§ **TEXT BLOCK**
------------------------------

As AI continues its advance into more aspects of HR and talent acquisition, more questions are being raised about the technology’s unintended consequences.
When it comes to screening, for example, AI can automate the process of sifting through resumes, assessing a candidate’s qualifications, arranging – and even directing – interviews. As a result, proponents say, recruiters and other TA professionals can devote more time to more complex, strategic tasks.
But now research from Stanford University reveals that at least some software solutions used to uncover text generated by AI can discriminate against non-native English speakers.
According to the Guardian, tests on seven software products used to detect AI-generated text can discriminate against people whose first language is not English. The researchers said that the “99%” accuracy rate touted by some detection products is “misleading at best.”
A team led by Stanford Assistant Professor James Zhou processed 91 essays written by non-native English speakers through the seven TOEFL – or Test of English as a Foreign Language – programs in order to evaluate the results. More than half were flagged as AI-generated. More than 90% of the essays written by native-speaking American eighth graders were identified as human generated.
To do this, the researchers looked at “text perplexity,” a metric that examines how well a program predicts the next word in a sequence. Texts with higher perplexities are more likely to be written by humans, while lower perplexities indicate a machine-driven author. As the Guardian puts it, these programs look at: “how ‘surprised’ or ‘confused’ a generative language model is when trying to predict the next word in a sentence. If the model can predict the next word easily, the text perplexity is ranked low, but if the next word proves hard to predict, the text perplexity is rated high.”

------------------------------

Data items
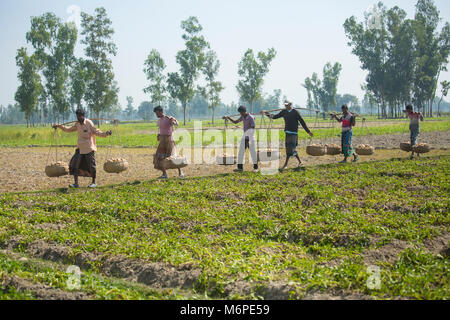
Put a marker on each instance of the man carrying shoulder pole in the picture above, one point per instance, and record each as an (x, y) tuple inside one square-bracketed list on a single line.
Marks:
[(291, 120), (248, 140)]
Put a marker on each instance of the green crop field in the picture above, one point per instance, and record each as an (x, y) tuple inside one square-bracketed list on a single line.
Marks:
[(236, 236), (144, 134)]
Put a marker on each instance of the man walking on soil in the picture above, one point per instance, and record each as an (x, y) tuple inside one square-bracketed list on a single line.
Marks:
[(348, 122), (291, 120), (166, 147), (414, 125), (248, 140), (83, 162)]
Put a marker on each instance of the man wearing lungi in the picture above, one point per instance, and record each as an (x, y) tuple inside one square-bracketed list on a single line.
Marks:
[(248, 140), (83, 162), (348, 121), (166, 146), (414, 125), (291, 120)]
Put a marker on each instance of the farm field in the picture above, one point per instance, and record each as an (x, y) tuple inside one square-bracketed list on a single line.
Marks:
[(23, 168), (144, 134), (315, 233)]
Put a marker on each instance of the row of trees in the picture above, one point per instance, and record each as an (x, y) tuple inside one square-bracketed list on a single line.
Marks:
[(322, 93), (199, 107), (198, 59), (53, 81), (403, 57)]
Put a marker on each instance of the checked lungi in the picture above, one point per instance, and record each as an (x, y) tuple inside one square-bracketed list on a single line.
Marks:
[(83, 165), (346, 143), (291, 144), (166, 149)]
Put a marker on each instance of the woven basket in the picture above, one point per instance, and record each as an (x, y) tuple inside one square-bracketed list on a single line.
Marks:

------------------------------

§ **WHAT IS REQUIRED**
Please continue the text on AI detectors and non-native English writers, picking up after its last sentence.

§ **EXERCISE OUTPUT**
Large language models like ChatGPT produce low perplexity text, the Guardian said. That means writing that includes many common word in familiar patterns are more likely to be categorized as AI-generated. That scenario is more likely to take place when the writing of non-native English speakers is reviewed, the researchers said in the journal Patterns. When the essays were rewritten – by ChatGPT – using language more sophisticated than required by TOFEL, they were determined to be written by humans.
“Paradoxically,” the researchers noted, “GPT detectors might compel non-native writers to use GPT more to evade detection.” they said.
The implications of all this are “serious,” the researchers wrote. For one thing, search engines – like Google – downgrade content they believe is created by AI. And, in a related article, Jahna Otterbacher, an accociate professor at the Open University of Cyprus, pointed out that “ChatGPT is constantly collecting data from the public and learning to please its users; eventually, it will learn to outsmart any detector.”